• To do:
Render the records below as a Markdown table with two columns, "No." and "Line," giving each line its own numbered row. Leave out any blank lines.

• Data listing:
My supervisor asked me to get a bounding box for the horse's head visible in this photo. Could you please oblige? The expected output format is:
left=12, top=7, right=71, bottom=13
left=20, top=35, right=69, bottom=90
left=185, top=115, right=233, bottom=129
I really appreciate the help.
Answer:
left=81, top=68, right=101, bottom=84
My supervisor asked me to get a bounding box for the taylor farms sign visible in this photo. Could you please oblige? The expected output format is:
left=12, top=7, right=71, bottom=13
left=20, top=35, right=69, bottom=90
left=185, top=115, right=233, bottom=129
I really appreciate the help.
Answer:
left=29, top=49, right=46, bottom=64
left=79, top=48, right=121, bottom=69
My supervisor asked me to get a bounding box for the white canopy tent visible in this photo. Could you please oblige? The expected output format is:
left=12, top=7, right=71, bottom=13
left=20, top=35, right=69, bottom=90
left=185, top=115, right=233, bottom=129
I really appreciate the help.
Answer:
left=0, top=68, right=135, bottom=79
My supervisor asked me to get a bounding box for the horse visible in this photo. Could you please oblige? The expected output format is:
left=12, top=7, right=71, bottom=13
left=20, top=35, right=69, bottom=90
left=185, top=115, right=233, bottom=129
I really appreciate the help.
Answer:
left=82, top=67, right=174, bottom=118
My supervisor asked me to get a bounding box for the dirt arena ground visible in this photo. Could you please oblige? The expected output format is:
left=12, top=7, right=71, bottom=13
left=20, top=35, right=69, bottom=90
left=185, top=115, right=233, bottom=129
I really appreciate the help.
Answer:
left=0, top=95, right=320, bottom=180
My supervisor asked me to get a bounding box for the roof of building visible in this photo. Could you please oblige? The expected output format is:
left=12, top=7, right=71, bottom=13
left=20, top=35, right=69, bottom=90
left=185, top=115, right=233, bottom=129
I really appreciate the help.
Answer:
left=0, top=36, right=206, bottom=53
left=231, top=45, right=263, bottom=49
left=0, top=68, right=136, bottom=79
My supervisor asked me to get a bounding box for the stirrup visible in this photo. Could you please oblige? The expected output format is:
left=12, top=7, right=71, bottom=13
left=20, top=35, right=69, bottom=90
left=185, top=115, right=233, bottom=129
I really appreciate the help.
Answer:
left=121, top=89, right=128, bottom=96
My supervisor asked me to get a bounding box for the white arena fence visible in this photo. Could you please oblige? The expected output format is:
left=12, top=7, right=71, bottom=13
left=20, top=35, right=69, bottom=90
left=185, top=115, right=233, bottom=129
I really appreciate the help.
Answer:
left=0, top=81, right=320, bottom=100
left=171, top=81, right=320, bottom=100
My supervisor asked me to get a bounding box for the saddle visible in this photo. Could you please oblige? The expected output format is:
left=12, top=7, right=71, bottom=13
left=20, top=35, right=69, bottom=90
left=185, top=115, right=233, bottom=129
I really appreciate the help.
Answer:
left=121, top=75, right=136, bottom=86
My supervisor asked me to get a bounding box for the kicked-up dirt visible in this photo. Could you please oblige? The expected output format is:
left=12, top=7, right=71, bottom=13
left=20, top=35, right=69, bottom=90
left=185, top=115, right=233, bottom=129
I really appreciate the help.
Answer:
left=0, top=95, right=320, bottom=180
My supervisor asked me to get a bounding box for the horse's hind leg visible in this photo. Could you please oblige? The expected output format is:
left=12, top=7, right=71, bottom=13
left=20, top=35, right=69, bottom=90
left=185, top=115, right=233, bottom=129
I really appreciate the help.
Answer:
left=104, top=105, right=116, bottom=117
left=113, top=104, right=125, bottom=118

• Response to the exercise:
| No. | Line |
|---|---|
| 1 | My supervisor asked me to get a bounding box for the horse's head visible in this photo. Could you please oblige? The expected output format is: |
| 2 | left=12, top=7, right=71, bottom=13 |
| 3 | left=20, top=35, right=69, bottom=90 |
| 4 | left=185, top=115, right=233, bottom=129 |
| 5 | I really appreciate the help. |
| 6 | Answer: |
| 7 | left=81, top=68, right=101, bottom=84 |
| 8 | My supervisor asked me to get a bounding box for the taylor farms sign visible in this photo. Could you please oblige? The expected output format is: |
| 9 | left=12, top=7, right=71, bottom=13 |
| 10 | left=20, top=35, right=69, bottom=90 |
| 11 | left=185, top=115, right=233, bottom=129 |
| 12 | I really appreciate the help. |
| 13 | Answer: |
| 14 | left=29, top=49, right=46, bottom=64 |
| 15 | left=79, top=48, right=121, bottom=69 |
| 16 | My supervisor asked me to get a bounding box for the white canopy tent visible in this photo. Could you please oblige? The expected output format is: |
| 17 | left=12, top=7, right=71, bottom=13 |
| 18 | left=20, top=35, right=69, bottom=90 |
| 19 | left=185, top=115, right=233, bottom=129 |
| 20 | I really appreciate the help. |
| 21 | Answer: |
| 22 | left=0, top=68, right=135, bottom=79 |
| 23 | My supervisor asked me to get a bounding box for the horse visible in this photo. Could you please oblige? The expected output format is: |
| 24 | left=12, top=7, right=71, bottom=13 |
| 25 | left=20, top=35, right=69, bottom=90 |
| 26 | left=185, top=115, right=233, bottom=129 |
| 27 | I really appreciate the help. |
| 28 | Answer: |
| 29 | left=82, top=67, right=174, bottom=118 |
| 30 | My supervisor asked me to get a bounding box for the dirt arena ground visible in this photo. Could you please oblige? The expected output format is: |
| 31 | left=12, top=7, right=71, bottom=13 |
| 32 | left=20, top=35, right=69, bottom=90 |
| 33 | left=185, top=115, right=233, bottom=129 |
| 34 | I really appreciate the help. |
| 35 | Answer: |
| 36 | left=0, top=95, right=320, bottom=180 |
| 37 | My supervisor asked me to get a bounding box for the roof of building visible in this photo. Could you please oblige? The expected output format is: |
| 38 | left=12, top=7, right=71, bottom=13 |
| 39 | left=20, top=35, right=69, bottom=90 |
| 40 | left=185, top=115, right=233, bottom=129 |
| 41 | I really appreciate the help. |
| 42 | Answer: |
| 43 | left=0, top=36, right=206, bottom=53 |
| 44 | left=231, top=45, right=263, bottom=49 |
| 45 | left=0, top=68, right=136, bottom=79 |
| 46 | My supervisor asked me to get a bounding box for the stirrup visible in this photo. Could you please oblige? The expected output format is: |
| 47 | left=12, top=7, right=71, bottom=13 |
| 48 | left=20, top=35, right=69, bottom=90 |
| 49 | left=185, top=115, right=233, bottom=129 |
| 50 | I really appreciate the help. |
| 51 | Answer: |
| 52 | left=121, top=89, right=128, bottom=96 |
| 53 | My supervisor asked me to get a bounding box for the white arena fence visible in this photo. Could you please oblige? The expected output format is: |
| 54 | left=12, top=7, right=71, bottom=13 |
| 55 | left=20, top=35, right=69, bottom=90 |
| 56 | left=185, top=115, right=233, bottom=129 |
| 57 | I really appreciate the help. |
| 58 | Answer: |
| 59 | left=0, top=81, right=320, bottom=100 |
| 60 | left=171, top=81, right=320, bottom=100 |
| 61 | My supervisor asked me to get a bounding box for the saddle visible in this photo. Could you please oblige? The expected output format is: |
| 62 | left=12, top=7, right=71, bottom=13 |
| 63 | left=20, top=35, right=69, bottom=90 |
| 64 | left=185, top=115, right=233, bottom=129 |
| 65 | I really appreciate the help. |
| 66 | Answer: |
| 67 | left=121, top=75, right=136, bottom=86 |
| 68 | My supervisor asked me to get a bounding box for the kicked-up dirt visible in this photo. Could you please oblige? The expected output format is: |
| 69 | left=12, top=7, right=71, bottom=13 |
| 70 | left=20, top=35, right=69, bottom=90 |
| 71 | left=185, top=115, right=233, bottom=129 |
| 72 | I really appreciate the help. |
| 73 | Answer: |
| 74 | left=0, top=95, right=320, bottom=180 |
| 75 | My supervisor asked me to get a bounding box for the horse's hind leg visible in this photo. Could you please oblige? The expected output format is: |
| 76 | left=12, top=7, right=71, bottom=13 |
| 77 | left=20, top=35, right=69, bottom=90 |
| 78 | left=185, top=115, right=233, bottom=129 |
| 79 | I really appreciate the help. |
| 80 | Answer: |
| 81 | left=104, top=105, right=116, bottom=117 |
| 82 | left=113, top=104, right=125, bottom=118 |